[What is required]
For the records below, say how many lines contain the string "petal". Give no other text.
Segment Start: Records for this task
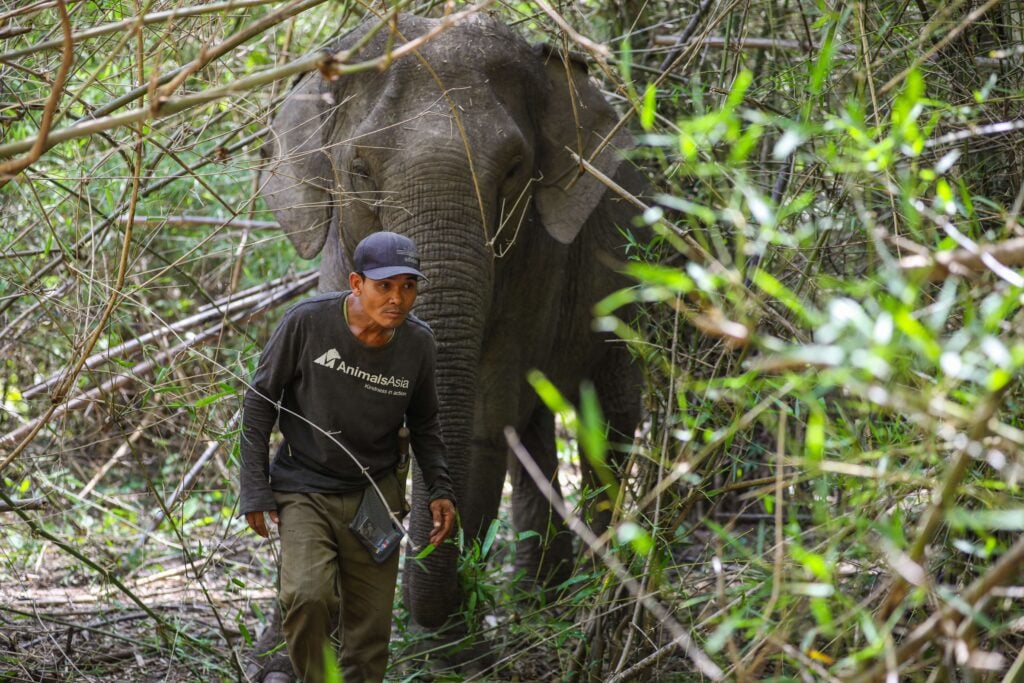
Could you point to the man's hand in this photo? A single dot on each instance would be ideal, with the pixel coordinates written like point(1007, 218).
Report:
point(443, 513)
point(257, 521)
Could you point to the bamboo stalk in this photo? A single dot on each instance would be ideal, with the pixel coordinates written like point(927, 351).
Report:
point(134, 22)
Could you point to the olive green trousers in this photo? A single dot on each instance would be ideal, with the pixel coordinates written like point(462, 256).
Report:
point(326, 573)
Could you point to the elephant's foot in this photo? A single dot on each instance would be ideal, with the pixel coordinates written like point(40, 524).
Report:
point(544, 568)
point(452, 649)
point(273, 668)
point(268, 663)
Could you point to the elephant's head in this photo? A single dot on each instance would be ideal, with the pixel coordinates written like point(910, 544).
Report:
point(465, 146)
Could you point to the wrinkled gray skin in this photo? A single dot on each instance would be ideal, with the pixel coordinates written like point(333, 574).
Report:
point(515, 260)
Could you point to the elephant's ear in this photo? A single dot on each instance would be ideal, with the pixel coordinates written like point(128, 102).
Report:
point(297, 177)
point(576, 117)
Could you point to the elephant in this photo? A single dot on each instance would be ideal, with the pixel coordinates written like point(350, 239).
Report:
point(466, 146)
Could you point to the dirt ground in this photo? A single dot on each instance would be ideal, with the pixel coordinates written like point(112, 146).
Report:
point(62, 622)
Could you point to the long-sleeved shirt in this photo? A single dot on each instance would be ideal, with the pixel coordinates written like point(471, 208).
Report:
point(339, 406)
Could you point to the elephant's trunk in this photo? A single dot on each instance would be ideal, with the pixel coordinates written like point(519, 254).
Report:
point(454, 302)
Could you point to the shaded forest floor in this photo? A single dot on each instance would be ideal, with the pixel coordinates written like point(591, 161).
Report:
point(58, 622)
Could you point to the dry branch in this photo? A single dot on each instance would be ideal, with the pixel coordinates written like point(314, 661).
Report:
point(204, 220)
point(332, 66)
point(86, 398)
point(16, 166)
point(133, 23)
point(186, 482)
point(964, 262)
point(27, 504)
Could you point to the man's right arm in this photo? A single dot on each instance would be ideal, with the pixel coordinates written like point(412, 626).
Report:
point(259, 415)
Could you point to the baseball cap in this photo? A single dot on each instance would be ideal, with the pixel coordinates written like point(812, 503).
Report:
point(383, 255)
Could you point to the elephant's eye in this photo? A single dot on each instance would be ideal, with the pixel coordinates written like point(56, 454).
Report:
point(511, 182)
point(359, 167)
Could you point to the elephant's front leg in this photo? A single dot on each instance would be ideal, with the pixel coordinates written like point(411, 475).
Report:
point(544, 557)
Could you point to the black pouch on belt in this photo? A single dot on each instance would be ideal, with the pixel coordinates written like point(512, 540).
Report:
point(374, 526)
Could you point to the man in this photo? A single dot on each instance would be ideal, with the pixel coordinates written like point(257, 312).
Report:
point(340, 376)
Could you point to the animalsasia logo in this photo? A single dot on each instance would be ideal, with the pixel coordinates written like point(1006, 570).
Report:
point(333, 360)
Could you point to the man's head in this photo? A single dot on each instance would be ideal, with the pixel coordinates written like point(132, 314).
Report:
point(382, 255)
point(385, 278)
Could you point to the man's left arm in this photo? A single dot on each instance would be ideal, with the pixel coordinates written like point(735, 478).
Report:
point(428, 446)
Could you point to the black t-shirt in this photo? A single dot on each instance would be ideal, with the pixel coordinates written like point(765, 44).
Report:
point(339, 406)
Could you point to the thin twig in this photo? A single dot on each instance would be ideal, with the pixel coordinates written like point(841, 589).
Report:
point(15, 166)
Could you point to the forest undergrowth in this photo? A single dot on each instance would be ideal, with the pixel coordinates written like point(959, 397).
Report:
point(826, 482)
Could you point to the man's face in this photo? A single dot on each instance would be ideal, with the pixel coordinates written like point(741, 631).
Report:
point(388, 301)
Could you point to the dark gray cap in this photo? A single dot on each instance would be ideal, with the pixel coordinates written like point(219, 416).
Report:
point(383, 255)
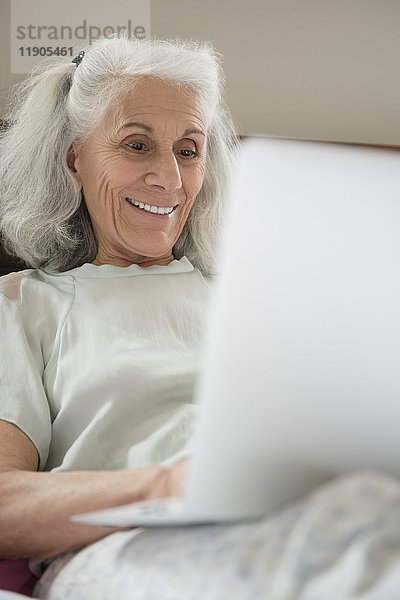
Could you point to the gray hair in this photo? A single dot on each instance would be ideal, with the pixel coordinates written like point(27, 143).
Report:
point(43, 216)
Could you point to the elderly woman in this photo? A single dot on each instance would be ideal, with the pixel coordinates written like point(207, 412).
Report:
point(113, 174)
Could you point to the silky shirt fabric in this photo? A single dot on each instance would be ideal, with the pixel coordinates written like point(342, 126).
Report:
point(98, 364)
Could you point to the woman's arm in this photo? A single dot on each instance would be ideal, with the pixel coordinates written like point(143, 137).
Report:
point(35, 507)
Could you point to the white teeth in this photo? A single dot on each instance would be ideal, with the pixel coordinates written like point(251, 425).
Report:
point(159, 210)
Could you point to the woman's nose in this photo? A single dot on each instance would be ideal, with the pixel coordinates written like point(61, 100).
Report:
point(164, 173)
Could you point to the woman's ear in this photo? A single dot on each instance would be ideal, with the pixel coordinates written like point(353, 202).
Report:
point(72, 160)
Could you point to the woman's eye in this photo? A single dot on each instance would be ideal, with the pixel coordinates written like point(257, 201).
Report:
point(187, 153)
point(137, 146)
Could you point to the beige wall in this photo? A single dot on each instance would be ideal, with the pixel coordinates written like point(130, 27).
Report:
point(326, 69)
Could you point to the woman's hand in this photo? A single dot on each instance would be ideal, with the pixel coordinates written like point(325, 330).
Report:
point(35, 508)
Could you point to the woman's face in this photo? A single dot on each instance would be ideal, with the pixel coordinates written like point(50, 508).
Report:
point(140, 171)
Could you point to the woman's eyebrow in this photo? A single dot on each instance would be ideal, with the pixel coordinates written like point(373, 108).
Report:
point(150, 129)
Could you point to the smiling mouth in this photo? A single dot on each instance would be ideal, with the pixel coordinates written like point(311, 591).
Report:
point(150, 208)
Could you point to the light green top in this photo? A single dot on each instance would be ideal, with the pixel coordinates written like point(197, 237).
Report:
point(98, 363)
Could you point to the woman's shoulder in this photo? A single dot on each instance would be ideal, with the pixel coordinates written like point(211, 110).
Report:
point(33, 283)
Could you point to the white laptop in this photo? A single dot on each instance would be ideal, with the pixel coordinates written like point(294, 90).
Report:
point(301, 375)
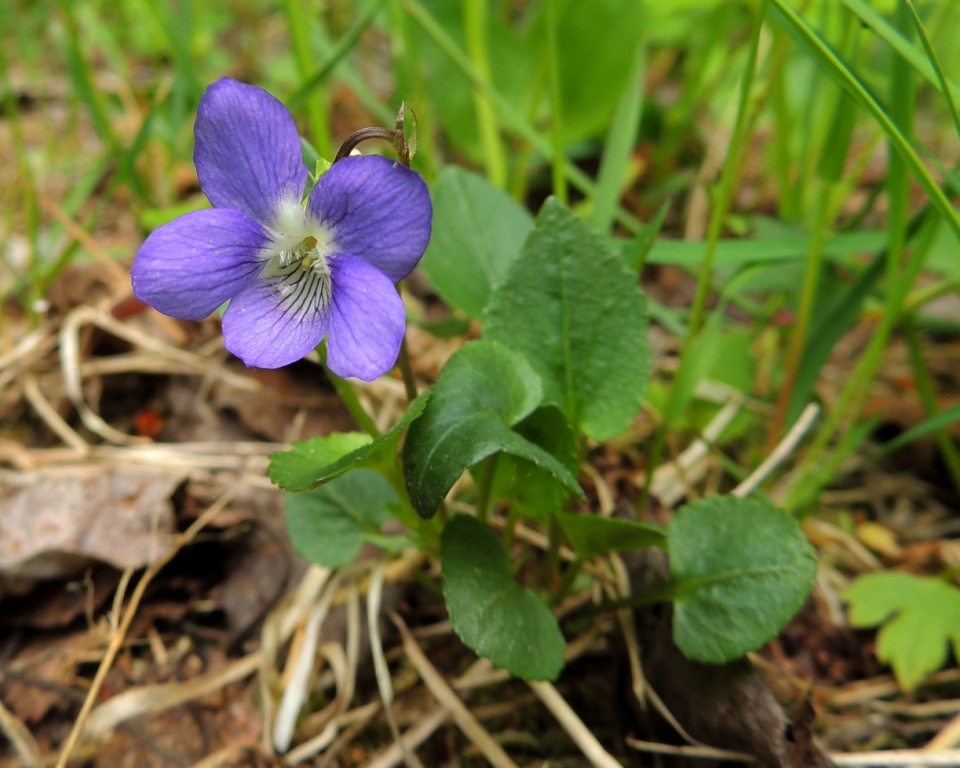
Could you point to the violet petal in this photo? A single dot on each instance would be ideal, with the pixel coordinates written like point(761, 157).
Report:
point(247, 151)
point(278, 318)
point(367, 320)
point(377, 210)
point(190, 266)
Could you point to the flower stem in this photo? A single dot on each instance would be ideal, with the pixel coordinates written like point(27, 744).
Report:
point(552, 565)
point(487, 472)
point(348, 396)
point(364, 134)
point(409, 382)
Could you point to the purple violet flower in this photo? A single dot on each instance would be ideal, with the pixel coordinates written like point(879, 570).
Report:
point(293, 273)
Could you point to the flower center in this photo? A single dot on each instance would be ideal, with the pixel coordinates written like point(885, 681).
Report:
point(300, 272)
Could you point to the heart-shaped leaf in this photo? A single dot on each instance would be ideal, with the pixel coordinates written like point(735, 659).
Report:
point(489, 611)
point(328, 525)
point(741, 569)
point(593, 536)
point(477, 232)
point(531, 491)
point(321, 459)
point(298, 468)
point(576, 313)
point(482, 391)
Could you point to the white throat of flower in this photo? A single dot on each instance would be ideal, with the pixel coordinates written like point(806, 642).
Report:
point(298, 261)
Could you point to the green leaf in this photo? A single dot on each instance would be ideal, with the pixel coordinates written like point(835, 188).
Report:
point(328, 525)
point(920, 617)
point(323, 458)
point(483, 390)
point(572, 308)
point(492, 614)
point(298, 468)
point(477, 232)
point(532, 491)
point(594, 536)
point(741, 570)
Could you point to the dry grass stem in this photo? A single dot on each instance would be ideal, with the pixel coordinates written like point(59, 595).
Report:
point(697, 752)
point(120, 632)
point(300, 668)
point(573, 725)
point(782, 450)
point(151, 699)
point(672, 482)
point(895, 758)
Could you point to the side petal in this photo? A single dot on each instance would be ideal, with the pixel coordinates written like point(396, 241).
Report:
point(189, 267)
point(367, 320)
point(375, 209)
point(247, 151)
point(279, 317)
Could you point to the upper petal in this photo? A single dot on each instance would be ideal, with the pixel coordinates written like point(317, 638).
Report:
point(375, 209)
point(247, 151)
point(189, 267)
point(279, 317)
point(367, 320)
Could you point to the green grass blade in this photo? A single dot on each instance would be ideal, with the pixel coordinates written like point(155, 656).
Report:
point(508, 114)
point(616, 152)
point(298, 27)
point(82, 79)
point(337, 53)
point(837, 69)
point(475, 31)
point(559, 155)
point(889, 34)
point(945, 87)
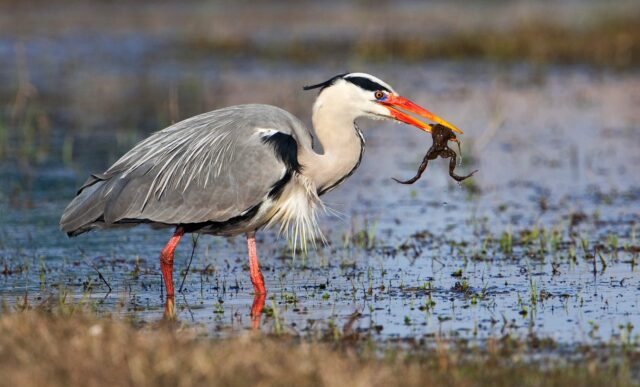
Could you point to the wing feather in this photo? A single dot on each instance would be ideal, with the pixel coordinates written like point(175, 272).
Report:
point(208, 168)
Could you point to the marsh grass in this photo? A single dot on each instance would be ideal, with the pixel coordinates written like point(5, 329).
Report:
point(79, 349)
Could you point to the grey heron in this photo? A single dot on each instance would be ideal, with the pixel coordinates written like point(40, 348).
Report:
point(239, 169)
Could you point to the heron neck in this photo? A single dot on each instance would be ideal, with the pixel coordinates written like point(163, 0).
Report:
point(342, 146)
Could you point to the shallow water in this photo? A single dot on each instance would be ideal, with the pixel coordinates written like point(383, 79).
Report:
point(556, 151)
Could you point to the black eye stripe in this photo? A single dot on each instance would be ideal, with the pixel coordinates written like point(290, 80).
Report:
point(366, 84)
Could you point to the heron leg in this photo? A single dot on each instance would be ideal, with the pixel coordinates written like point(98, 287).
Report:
point(166, 260)
point(254, 270)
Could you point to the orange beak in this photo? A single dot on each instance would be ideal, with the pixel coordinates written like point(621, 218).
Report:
point(396, 102)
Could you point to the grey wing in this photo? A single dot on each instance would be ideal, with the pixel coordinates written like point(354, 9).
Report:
point(209, 168)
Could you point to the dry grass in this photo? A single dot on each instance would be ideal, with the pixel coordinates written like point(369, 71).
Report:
point(39, 349)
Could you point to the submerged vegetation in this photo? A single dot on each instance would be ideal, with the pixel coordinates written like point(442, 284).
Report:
point(526, 274)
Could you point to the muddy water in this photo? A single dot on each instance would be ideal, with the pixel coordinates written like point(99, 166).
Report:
point(557, 154)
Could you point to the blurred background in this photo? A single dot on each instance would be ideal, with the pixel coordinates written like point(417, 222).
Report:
point(83, 80)
point(547, 93)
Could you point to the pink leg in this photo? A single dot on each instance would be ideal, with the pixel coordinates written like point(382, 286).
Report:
point(254, 270)
point(166, 261)
point(260, 293)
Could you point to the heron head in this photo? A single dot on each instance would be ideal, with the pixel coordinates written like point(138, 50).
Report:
point(365, 95)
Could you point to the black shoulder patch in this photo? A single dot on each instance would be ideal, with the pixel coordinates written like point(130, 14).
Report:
point(286, 149)
point(366, 84)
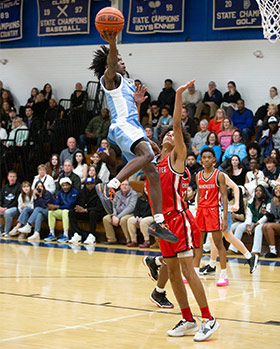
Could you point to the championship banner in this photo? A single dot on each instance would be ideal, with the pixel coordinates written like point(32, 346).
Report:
point(10, 20)
point(148, 17)
point(236, 14)
point(63, 17)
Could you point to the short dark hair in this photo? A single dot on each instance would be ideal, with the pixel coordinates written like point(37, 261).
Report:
point(207, 150)
point(99, 62)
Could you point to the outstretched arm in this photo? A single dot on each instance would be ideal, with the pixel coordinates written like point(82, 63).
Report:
point(112, 60)
point(178, 155)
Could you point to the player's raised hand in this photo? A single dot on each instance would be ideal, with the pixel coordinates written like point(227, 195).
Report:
point(183, 88)
point(139, 94)
point(109, 36)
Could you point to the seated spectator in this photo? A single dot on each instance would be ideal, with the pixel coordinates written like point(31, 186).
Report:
point(216, 122)
point(68, 153)
point(4, 113)
point(16, 136)
point(235, 148)
point(200, 137)
point(271, 173)
point(188, 124)
point(96, 129)
point(3, 133)
point(194, 167)
point(164, 121)
point(236, 171)
point(25, 206)
point(142, 218)
point(101, 169)
point(43, 177)
point(31, 100)
point(242, 119)
point(191, 97)
point(53, 113)
point(40, 106)
point(230, 99)
point(166, 97)
point(41, 199)
point(253, 150)
point(66, 200)
point(88, 208)
point(144, 105)
point(47, 92)
point(272, 99)
point(226, 133)
point(271, 137)
point(212, 142)
point(9, 202)
point(254, 177)
point(92, 174)
point(190, 199)
point(272, 227)
point(68, 173)
point(210, 103)
point(108, 157)
point(255, 218)
point(150, 133)
point(275, 153)
point(154, 114)
point(53, 167)
point(78, 97)
point(80, 165)
point(123, 207)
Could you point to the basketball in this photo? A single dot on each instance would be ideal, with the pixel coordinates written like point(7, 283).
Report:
point(109, 18)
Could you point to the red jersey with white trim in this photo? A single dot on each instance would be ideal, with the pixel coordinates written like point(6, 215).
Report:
point(174, 186)
point(209, 189)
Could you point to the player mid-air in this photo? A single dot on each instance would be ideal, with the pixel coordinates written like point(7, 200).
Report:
point(125, 131)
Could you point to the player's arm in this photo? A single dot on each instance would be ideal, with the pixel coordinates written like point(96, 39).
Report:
point(236, 193)
point(179, 152)
point(223, 191)
point(110, 75)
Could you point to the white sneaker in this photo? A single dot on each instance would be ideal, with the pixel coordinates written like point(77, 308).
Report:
point(90, 240)
point(76, 238)
point(14, 231)
point(183, 328)
point(26, 229)
point(207, 328)
point(35, 236)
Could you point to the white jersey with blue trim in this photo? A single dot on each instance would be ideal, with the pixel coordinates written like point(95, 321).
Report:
point(121, 101)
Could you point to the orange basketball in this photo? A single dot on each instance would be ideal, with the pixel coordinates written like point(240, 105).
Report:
point(109, 18)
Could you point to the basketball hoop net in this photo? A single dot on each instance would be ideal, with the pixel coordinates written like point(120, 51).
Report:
point(270, 12)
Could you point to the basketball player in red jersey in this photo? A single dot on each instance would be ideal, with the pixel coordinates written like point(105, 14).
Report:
point(211, 182)
point(173, 178)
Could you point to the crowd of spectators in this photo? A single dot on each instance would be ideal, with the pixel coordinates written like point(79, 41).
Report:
point(246, 145)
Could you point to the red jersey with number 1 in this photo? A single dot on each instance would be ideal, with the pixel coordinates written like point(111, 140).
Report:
point(209, 189)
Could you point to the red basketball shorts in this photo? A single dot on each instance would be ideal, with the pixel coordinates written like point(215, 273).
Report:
point(182, 225)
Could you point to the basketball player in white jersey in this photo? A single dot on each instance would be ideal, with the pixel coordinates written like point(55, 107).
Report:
point(126, 131)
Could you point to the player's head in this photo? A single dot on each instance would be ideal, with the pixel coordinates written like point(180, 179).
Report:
point(99, 62)
point(208, 157)
point(167, 137)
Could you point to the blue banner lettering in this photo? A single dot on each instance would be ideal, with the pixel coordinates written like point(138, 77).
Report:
point(63, 17)
point(236, 14)
point(148, 17)
point(11, 20)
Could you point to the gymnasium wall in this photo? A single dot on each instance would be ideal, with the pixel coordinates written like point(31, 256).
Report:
point(152, 63)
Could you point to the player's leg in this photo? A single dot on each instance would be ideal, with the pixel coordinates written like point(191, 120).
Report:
point(218, 240)
point(209, 324)
point(188, 324)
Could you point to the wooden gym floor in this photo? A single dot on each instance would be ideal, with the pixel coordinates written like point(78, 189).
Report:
point(56, 296)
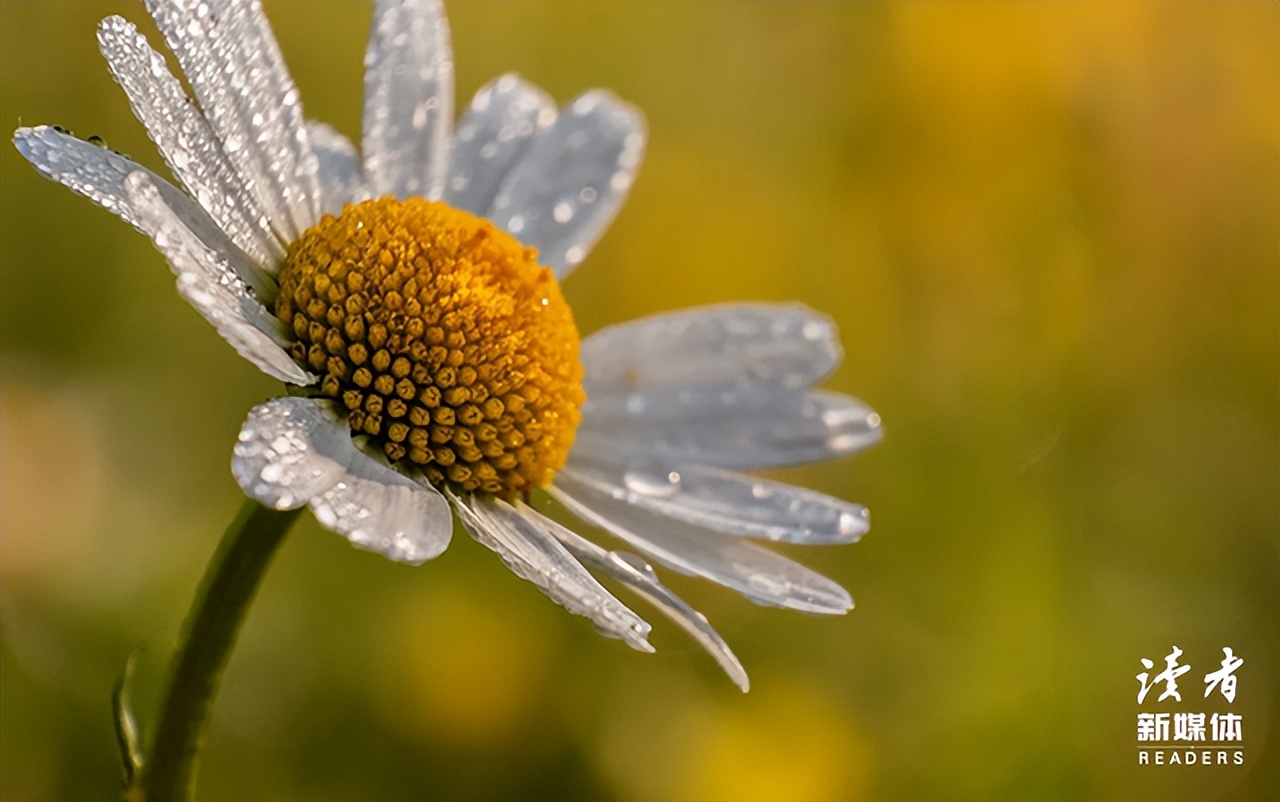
Segment End: Records for this task
[Solution to this problem]
3